• [WHAT IS REQUIRED]:
Pick out every line in the lines below that contains the word "cheese", and copy each one in full.

• [DATASET RECORDS]:
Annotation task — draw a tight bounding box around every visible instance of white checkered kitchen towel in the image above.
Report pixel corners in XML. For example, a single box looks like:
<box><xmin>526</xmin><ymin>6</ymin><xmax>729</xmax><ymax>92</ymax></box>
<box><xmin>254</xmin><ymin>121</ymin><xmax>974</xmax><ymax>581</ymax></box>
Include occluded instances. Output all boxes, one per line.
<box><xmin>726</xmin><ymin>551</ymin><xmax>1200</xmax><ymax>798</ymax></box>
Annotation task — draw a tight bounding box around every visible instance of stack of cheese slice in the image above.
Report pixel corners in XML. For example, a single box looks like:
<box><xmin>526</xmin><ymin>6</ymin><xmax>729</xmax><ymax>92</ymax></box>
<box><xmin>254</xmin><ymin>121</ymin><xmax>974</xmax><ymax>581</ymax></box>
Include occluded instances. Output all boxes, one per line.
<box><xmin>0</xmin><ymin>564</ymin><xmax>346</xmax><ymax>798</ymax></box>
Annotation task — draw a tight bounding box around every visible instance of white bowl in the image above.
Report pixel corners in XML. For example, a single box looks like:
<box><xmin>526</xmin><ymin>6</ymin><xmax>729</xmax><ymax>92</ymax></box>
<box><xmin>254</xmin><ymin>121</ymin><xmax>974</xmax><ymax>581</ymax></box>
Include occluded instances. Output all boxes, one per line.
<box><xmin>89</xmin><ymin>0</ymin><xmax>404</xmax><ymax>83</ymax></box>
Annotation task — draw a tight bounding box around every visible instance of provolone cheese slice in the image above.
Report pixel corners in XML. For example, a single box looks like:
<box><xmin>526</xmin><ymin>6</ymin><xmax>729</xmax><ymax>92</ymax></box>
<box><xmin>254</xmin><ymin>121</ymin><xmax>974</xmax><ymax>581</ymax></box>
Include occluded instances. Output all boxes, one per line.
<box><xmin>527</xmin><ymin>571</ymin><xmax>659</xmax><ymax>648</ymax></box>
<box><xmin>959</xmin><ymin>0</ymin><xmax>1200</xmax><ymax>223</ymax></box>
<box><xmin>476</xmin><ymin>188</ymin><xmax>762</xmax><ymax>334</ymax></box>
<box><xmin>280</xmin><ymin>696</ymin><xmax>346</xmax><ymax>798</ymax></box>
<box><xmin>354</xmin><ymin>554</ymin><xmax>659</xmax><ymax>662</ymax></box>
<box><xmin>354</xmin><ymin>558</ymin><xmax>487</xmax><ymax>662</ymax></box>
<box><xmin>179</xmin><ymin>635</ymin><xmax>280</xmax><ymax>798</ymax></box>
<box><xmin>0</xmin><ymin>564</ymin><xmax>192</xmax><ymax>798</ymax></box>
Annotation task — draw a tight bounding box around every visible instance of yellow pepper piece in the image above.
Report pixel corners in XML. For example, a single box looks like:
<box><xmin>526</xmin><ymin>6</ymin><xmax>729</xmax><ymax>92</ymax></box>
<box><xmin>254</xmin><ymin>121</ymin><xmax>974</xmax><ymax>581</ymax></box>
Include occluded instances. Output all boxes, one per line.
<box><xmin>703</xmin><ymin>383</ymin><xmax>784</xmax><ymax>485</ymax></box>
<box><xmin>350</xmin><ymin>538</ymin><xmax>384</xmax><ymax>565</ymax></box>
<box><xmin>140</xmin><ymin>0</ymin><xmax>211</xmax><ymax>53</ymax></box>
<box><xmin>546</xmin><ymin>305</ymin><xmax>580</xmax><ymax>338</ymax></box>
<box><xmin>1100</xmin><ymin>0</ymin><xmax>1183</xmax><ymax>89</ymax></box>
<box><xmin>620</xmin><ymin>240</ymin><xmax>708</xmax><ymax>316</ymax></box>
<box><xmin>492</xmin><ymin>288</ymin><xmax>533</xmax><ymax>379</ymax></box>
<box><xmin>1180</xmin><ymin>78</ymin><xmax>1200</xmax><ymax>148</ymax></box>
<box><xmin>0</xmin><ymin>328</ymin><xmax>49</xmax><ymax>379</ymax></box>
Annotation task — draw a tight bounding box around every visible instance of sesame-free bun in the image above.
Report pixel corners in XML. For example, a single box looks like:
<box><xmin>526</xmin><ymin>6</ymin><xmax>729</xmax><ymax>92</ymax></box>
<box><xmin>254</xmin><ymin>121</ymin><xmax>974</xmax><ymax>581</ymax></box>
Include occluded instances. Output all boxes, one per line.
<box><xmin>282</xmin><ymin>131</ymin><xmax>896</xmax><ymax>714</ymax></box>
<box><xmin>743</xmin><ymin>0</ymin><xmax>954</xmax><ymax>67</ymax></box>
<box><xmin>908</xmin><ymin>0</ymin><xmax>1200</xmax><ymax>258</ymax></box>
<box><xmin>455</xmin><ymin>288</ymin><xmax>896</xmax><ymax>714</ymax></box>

==

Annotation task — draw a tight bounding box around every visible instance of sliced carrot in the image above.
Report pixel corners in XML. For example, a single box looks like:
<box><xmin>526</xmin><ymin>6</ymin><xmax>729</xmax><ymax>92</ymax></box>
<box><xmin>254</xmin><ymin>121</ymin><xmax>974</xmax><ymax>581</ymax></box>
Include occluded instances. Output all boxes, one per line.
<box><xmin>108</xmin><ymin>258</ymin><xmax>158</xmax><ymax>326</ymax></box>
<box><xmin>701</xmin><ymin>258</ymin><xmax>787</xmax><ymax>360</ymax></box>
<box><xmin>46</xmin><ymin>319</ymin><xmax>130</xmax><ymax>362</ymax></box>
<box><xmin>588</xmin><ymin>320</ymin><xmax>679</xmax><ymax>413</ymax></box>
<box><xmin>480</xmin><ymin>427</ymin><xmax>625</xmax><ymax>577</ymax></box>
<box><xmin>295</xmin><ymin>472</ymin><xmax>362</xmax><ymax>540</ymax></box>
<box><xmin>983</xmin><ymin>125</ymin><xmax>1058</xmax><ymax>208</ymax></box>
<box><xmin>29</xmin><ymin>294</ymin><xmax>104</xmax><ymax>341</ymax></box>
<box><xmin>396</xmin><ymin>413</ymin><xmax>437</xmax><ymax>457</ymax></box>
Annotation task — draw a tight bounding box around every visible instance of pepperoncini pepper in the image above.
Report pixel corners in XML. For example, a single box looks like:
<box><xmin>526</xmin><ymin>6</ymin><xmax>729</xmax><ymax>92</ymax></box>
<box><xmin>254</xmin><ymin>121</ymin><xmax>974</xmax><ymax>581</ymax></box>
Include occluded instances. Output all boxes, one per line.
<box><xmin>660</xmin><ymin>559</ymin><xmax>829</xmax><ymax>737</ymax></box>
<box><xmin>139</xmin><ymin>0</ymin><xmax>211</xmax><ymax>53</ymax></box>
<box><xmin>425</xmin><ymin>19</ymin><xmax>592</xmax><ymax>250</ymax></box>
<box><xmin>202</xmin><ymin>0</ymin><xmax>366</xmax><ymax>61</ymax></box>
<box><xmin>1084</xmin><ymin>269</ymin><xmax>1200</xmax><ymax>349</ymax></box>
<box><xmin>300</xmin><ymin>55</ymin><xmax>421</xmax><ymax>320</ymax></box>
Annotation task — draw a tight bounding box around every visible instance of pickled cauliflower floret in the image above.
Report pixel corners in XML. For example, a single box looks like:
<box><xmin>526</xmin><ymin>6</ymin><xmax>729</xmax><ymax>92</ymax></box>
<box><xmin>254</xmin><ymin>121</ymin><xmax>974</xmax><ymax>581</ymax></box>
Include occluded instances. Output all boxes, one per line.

---

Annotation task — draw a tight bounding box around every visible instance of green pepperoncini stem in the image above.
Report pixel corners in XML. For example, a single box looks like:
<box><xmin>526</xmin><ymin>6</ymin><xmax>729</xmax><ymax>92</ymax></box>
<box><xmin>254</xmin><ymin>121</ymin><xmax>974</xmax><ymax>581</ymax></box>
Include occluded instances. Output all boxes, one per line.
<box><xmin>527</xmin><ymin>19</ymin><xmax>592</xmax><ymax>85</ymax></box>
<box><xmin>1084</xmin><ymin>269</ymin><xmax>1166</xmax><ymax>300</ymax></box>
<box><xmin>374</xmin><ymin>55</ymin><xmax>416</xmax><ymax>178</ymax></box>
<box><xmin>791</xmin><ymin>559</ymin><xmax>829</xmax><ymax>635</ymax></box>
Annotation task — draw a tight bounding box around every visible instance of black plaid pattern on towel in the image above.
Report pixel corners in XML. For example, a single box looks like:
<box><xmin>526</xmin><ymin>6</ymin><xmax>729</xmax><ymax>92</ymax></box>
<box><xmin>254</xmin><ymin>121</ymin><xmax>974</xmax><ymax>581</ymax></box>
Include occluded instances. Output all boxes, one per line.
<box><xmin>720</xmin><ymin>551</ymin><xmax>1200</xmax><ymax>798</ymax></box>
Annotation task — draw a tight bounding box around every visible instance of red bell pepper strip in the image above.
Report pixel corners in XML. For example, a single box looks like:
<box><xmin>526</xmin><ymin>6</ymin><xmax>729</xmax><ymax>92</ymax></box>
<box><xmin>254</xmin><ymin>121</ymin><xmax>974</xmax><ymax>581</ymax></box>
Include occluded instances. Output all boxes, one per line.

• [FINAL RESULT]:
Annotation task — draw a tight bounding box around every visible instance of stack of cheese slice in the image above.
Annotation task — draw a tight bounding box around every visible instance of provolone cheese slice in the image above.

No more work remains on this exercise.